**Texte fourni:**
HENRI – Out There de Ito Takehiro

Posté le 19 janvier 2022 par

Sur Henri, la plateforme de La Cinémathèque française, nous pouvons accéder pour quelques semaines encore à une salve de films de jeunes réalisateurs japonais, dans le cadre du cycle Japan Fringe. Sortis après 2011, année du tsunami et de Fukushima, ils témoignent des aspirations de ces cinéastes contemporains après cet événement chaotique, source de fortes inquiétudes. Intéressons-nous ici à Out There de Ito Takehiro, film expérimental à la frontière de toutes les formes, qui transcende le questionnement intérieur de toute une génération.

Un réalisateur doit reprendre un projet de film en suspend, à la demande de son producteur. Basé à Tokyo, l’équipe de tournage a déjà filmé plusieurs rushes à Taïwan, sans parvenir à concrétiser une idée de cinéma satisfaisante. Il se remet à caster des acteurs parmi lesquels un skateur taïwanais, parlant plusieurs langues. Le réalisateur retrouve, dans les doutes de ce jeune homme ce pourquoi il ne sent chez lui nulle part, et sa propre inquiétude.

**Données brutes:**
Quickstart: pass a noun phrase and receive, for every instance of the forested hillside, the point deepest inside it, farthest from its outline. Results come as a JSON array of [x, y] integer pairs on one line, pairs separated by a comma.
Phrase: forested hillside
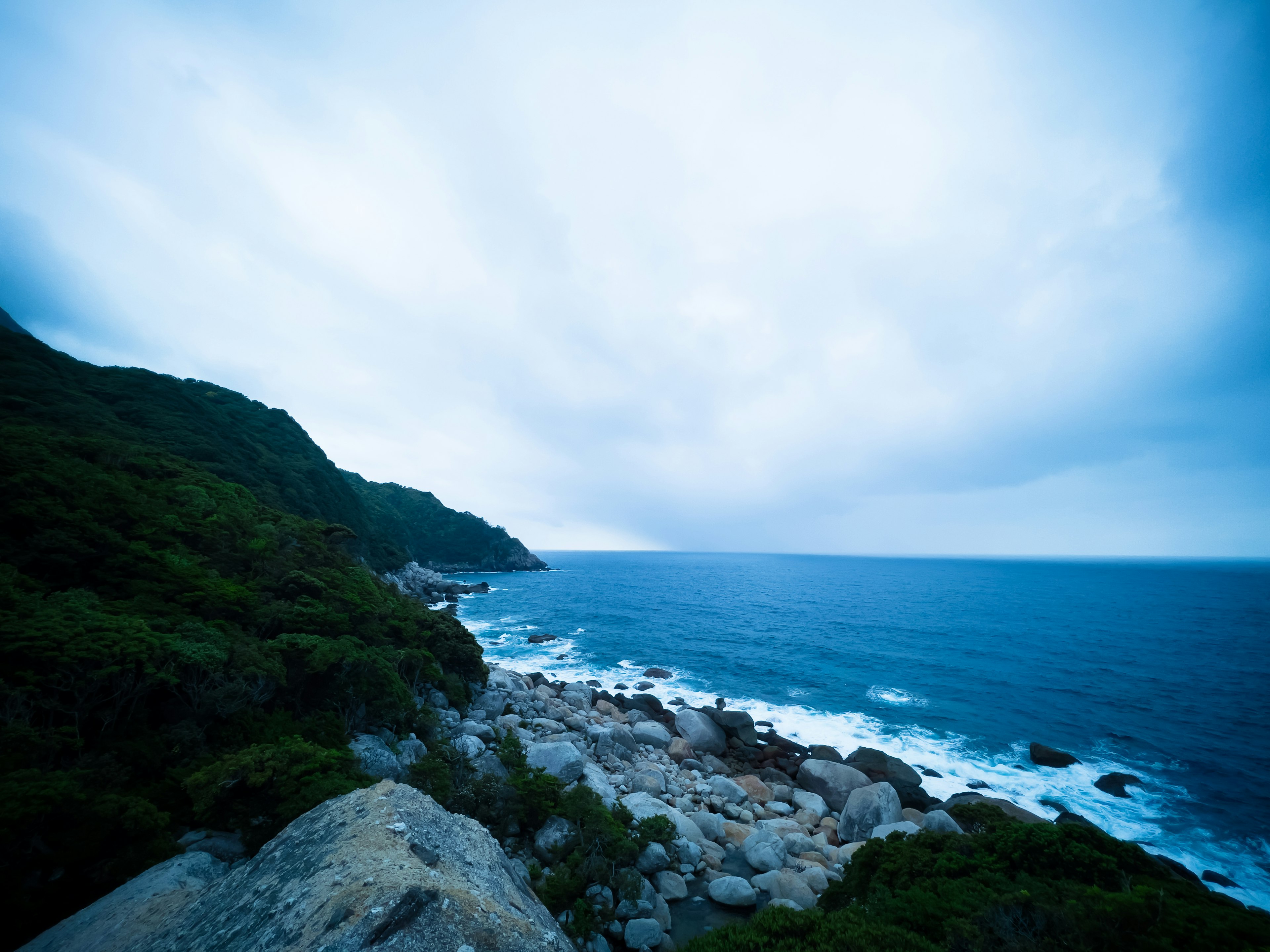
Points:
[[246, 442]]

**Objectif:**
Prolonge la critique du film Out There en reprenant juste après sa dernière phrase.

**Résultat:**
Out There est un travail difficile à pitcher. Pour mieux comprendre l’existence d’un film aussi riche que cristallin et sensible, il faut revenir à sa genèse. Ito Takehiro est un jeune réalisateur, puisqu’il est né en 1984. Il a été élève de Kurosawa Kiyoshi, et même si ce dernier a enseigné le cinéma à de très nombreux jeunes artistes sans que tous s’en revendiquent, son influence est nettement palpable dans Out There. Ito souhaitait à la base tourner un documentaire sur le cinéaste de la nouvelle vague taïwanaise Edward Yang, et ainsi, il s’est rendu à Taïwan. Le travail de production avait bel et bien débuté, mais il butait à formuler un propos sur ce grand metteur en scène, si bien que le projet, en l’état, fut abandonné. Pendant l’avancement de la production, il a approché de jeunes taïwanais pour les inclure dans le film, et c’est ainsi qu’il rencontra Ma Chun-chih. Fortement inspiré par sa personnalité, il en fit l’acteur principal de ce qui devint Out There, où vous l’aurez compris, le personnage du metteur en scène ayant arrêté de tourner son film à Taïwan est un miroir du réalisateur lui-même, qu’il met en perspective de ce jeune acteur en devenir. Ses racines difficiles à définir en tant que Taïwanais, et ses doutes de trouver un endroit satisfaisant où s’établir un jour, reflètent une mélancolie urbaine et moderne que partage Ito et de nombreux autres jeunes gens de par le monde, un sentiment d’insatisfaction globale et d’un bonheur inaccessible.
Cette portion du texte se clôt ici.